*SHORT EXERCISE:*
Can you copy, word for word, the lines of the listing below that begin with the line containing "Point to the row" and run through the line containing "Point to the lake.", including both of those lines?

[Records of labeled points]
....................

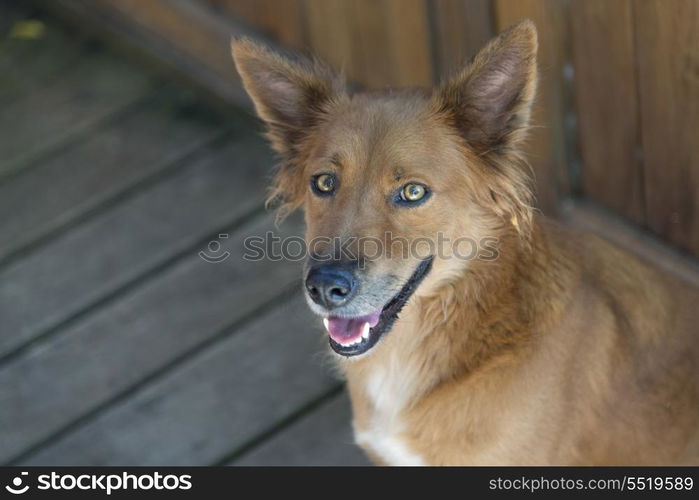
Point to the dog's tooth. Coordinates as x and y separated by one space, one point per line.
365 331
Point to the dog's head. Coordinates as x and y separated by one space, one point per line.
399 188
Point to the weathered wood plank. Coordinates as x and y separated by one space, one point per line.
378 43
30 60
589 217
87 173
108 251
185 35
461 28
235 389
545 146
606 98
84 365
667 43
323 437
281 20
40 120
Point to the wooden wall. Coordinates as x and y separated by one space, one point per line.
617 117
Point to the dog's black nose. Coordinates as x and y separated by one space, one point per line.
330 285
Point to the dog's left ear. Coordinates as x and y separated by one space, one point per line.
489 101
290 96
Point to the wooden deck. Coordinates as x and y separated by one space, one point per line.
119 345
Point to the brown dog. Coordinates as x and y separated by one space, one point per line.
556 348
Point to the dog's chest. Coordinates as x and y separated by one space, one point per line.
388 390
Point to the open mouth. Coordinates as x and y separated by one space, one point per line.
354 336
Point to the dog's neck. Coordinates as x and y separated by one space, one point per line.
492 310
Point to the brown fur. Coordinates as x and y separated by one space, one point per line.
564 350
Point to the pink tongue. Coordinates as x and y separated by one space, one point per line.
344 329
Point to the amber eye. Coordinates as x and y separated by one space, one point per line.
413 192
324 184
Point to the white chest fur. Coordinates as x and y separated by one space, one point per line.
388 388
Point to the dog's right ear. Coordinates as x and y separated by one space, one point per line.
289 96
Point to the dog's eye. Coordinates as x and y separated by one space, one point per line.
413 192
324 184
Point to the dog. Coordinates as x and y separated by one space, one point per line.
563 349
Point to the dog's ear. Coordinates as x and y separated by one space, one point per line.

....................

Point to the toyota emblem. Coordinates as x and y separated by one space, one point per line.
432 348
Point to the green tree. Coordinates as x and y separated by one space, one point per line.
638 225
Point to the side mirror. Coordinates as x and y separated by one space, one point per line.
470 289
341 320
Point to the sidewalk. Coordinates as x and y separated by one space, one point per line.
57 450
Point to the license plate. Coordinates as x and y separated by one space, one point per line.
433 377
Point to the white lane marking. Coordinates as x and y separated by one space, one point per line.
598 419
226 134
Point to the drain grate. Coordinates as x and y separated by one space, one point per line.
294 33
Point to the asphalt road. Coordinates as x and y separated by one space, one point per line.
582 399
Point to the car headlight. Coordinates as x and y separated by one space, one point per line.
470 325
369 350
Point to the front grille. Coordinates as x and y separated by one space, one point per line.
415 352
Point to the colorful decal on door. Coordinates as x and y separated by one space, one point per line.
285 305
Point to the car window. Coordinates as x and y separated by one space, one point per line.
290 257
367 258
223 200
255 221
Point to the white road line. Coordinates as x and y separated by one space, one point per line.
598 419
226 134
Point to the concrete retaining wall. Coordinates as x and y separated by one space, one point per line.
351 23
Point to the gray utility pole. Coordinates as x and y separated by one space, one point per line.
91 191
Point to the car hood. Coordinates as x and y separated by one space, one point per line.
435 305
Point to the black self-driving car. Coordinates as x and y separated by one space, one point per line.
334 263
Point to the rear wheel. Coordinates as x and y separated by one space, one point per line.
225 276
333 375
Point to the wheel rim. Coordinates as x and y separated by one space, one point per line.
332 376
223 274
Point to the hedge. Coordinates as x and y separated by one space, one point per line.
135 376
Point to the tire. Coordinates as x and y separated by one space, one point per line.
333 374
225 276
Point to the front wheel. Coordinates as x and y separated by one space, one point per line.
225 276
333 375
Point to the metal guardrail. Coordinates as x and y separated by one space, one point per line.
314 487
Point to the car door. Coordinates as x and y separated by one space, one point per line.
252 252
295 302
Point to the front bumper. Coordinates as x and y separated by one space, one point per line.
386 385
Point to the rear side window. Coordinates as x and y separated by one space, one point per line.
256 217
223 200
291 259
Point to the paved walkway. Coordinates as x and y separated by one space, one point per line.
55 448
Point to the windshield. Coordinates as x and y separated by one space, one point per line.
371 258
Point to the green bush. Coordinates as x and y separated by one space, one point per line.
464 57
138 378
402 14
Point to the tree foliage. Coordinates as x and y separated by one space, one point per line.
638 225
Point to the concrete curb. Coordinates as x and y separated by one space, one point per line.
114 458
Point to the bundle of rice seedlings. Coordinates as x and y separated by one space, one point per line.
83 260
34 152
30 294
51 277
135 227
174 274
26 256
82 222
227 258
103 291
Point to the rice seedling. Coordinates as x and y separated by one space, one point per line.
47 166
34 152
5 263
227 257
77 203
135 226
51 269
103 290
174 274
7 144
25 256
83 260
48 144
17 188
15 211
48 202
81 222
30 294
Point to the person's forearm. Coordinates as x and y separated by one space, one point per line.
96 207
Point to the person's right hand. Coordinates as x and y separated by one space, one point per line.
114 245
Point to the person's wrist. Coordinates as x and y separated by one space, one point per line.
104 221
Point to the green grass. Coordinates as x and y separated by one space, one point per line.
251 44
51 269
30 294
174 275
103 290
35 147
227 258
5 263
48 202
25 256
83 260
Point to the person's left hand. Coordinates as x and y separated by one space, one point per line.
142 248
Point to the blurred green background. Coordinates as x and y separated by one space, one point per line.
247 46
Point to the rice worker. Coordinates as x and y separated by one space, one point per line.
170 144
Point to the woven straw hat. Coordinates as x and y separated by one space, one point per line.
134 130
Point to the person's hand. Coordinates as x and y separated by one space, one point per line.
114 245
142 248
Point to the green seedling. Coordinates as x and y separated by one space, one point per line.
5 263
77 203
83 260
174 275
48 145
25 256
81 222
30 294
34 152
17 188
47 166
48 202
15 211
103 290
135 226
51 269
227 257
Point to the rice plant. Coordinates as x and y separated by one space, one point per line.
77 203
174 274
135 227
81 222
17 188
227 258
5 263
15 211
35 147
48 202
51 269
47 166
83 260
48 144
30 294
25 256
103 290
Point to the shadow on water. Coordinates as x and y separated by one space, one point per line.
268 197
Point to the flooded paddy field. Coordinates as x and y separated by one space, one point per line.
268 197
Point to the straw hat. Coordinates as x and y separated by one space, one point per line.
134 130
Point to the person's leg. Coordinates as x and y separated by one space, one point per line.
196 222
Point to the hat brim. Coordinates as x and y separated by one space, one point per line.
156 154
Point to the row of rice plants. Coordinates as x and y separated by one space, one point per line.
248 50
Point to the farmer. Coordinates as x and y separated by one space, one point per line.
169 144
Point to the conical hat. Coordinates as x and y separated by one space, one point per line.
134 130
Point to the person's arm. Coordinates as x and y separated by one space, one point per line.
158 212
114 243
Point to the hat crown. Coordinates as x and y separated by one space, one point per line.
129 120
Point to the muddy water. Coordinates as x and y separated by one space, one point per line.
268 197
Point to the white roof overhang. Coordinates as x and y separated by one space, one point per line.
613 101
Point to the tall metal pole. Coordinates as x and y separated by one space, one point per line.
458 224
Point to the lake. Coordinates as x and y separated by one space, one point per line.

....................

*COMPLETED TASK:*
Point to the row of rice plants. Coordinates as x and y separated by one space, one point per line.
248 50
Point to the farmer. Coordinates as x and y separated by one space, one point per line.
169 144
Point to the conical hat. Coordinates as x and y separated by one space, one point per line.
134 130
Point to the person's arm. Coordinates as x and y separated by one space, one point per line.
158 212
114 243
Point to the hat crown. Coordinates as x and y separated by one space, one point per line.
129 120
Point to the muddy water. Coordinates as x and y separated by one space, one point per line.
268 197
Point to the white roof overhang. Coordinates as x and y separated by one space, one point per line.
613 101
Point to the tall metal pole. Coordinates as x and y separated by one space, one point per line.
458 224
Point to the lake. Coordinates as x and y separated by one space, one point per line.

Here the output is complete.